**EXCERPT TO READ**:
□ □ □ □ □ □ □

To be patriotic means to express devotion to and show vigorous support for one’s country. Which is exactly what is expected of anyone choosing to be apart of U.S. defense: patriotic.
But what about a country showing rigorous support for and devotion to its defenders? Its protectors? What about when our vets come back home?
That is the question that Lysa Heslov’s heart-wrenching documentary “Served Like a Girl” poses. It gives a harsh look at the realities of being deployed, surviving trauma and living through the inequalities of serving as a woman. And then it gently leads you to asking why women veterans are not getting the support they need when they need it the most.
With its blend of tactical editing, exceptional scoring and focused cinematography it tells these women’s remarkable stories and leads us to defining the true meaning of patriotism and the power of resilience.

□ □ □ □ □ □ □

**DATASET SECTION**:
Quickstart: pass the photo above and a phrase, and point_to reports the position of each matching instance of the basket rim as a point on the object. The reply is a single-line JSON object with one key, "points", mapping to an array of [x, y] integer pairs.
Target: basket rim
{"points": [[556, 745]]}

□ □ □ □ □ □ □

**INSTRUCTIONS**:
• 1. In the film review, who made the documentary "Served Like a Girl"?
• 2. Duplicate the part of the film review starting with "To be patriotic" and going on through "U.S. defense: patriotic.".
• 3. Decide whether each statement agrees with the film review. Answer yes or no, and quote the words of the review that settle it.
(a) The documentary examines the inequalities of serving as a woman.
(b) The review calls the documentary's scoring weak.
(c) The review says being patriotic means expressing devotion to and showing vigorous support for one's country.

**TASK ANSWERS**:
• 1. Lysa Heslov

• 2.
To be patriotic means to express devotion to and show vigorous support for one’s country. Which is exactly what is expected of anyone choosing to be apart of U.S. defense: patriotic.

• 3.
(a) Yes: "living through the inequalities of serving as a woman"
(b) No: "exceptional scoring"
(c) Yes: "To be patriotic means to express devotion to and show vigorous support for one’s country."